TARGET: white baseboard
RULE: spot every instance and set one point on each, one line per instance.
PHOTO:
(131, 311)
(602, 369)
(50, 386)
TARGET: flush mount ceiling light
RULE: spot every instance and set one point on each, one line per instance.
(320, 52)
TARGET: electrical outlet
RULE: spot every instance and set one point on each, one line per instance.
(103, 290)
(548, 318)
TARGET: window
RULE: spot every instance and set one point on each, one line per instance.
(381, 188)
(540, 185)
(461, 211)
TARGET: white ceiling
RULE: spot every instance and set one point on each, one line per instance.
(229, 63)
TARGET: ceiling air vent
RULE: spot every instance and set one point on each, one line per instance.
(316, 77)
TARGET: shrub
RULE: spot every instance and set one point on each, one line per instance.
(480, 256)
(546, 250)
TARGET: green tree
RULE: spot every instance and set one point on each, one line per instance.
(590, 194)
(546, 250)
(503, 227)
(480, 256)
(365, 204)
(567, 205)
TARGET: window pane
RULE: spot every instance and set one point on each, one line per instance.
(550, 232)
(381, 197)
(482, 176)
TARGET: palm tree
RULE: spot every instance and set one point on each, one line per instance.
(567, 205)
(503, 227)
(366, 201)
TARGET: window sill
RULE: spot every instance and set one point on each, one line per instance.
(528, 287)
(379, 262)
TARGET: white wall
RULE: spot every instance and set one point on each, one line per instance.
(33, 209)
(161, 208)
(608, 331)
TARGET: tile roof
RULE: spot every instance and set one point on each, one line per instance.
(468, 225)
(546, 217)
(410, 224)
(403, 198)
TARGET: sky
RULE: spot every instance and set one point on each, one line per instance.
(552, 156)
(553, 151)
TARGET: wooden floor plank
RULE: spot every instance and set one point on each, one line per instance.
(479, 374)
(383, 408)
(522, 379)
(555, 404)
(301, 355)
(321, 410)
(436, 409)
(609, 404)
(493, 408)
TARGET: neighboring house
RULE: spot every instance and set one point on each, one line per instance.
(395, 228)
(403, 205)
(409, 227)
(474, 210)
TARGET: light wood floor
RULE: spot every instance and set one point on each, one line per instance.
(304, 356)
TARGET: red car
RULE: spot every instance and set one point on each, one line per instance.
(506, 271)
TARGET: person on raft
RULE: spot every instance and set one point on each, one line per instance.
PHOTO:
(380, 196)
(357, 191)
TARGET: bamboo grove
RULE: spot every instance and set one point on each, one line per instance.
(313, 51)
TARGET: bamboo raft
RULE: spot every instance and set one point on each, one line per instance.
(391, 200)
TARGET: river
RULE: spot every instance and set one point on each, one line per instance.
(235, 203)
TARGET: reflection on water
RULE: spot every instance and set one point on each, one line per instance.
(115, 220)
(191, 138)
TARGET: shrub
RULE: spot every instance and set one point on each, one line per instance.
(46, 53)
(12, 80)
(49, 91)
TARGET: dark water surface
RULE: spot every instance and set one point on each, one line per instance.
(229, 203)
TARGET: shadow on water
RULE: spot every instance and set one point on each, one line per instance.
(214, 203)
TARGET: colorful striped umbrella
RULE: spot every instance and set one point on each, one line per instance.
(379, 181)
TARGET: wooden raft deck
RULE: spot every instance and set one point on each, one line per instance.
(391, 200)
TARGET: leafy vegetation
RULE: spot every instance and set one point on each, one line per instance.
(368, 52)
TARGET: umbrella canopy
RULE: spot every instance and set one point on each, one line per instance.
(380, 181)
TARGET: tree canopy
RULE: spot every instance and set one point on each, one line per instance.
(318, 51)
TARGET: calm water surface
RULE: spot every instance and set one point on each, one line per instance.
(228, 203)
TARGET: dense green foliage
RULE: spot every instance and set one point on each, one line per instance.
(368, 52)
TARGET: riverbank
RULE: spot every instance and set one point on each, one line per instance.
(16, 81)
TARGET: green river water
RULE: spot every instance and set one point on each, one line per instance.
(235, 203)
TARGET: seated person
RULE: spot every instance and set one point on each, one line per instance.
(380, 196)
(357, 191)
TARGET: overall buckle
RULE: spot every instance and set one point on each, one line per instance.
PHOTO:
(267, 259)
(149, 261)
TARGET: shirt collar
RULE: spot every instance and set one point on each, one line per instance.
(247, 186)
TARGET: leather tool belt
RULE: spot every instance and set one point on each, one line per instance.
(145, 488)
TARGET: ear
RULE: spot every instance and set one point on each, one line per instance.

:: Task to carry out ::
Look through the records and copy every line that has the word "tree".

:: Answer to this exercise ::
TARGET: green tree
TARGET: palm tree
TARGET: tree canopy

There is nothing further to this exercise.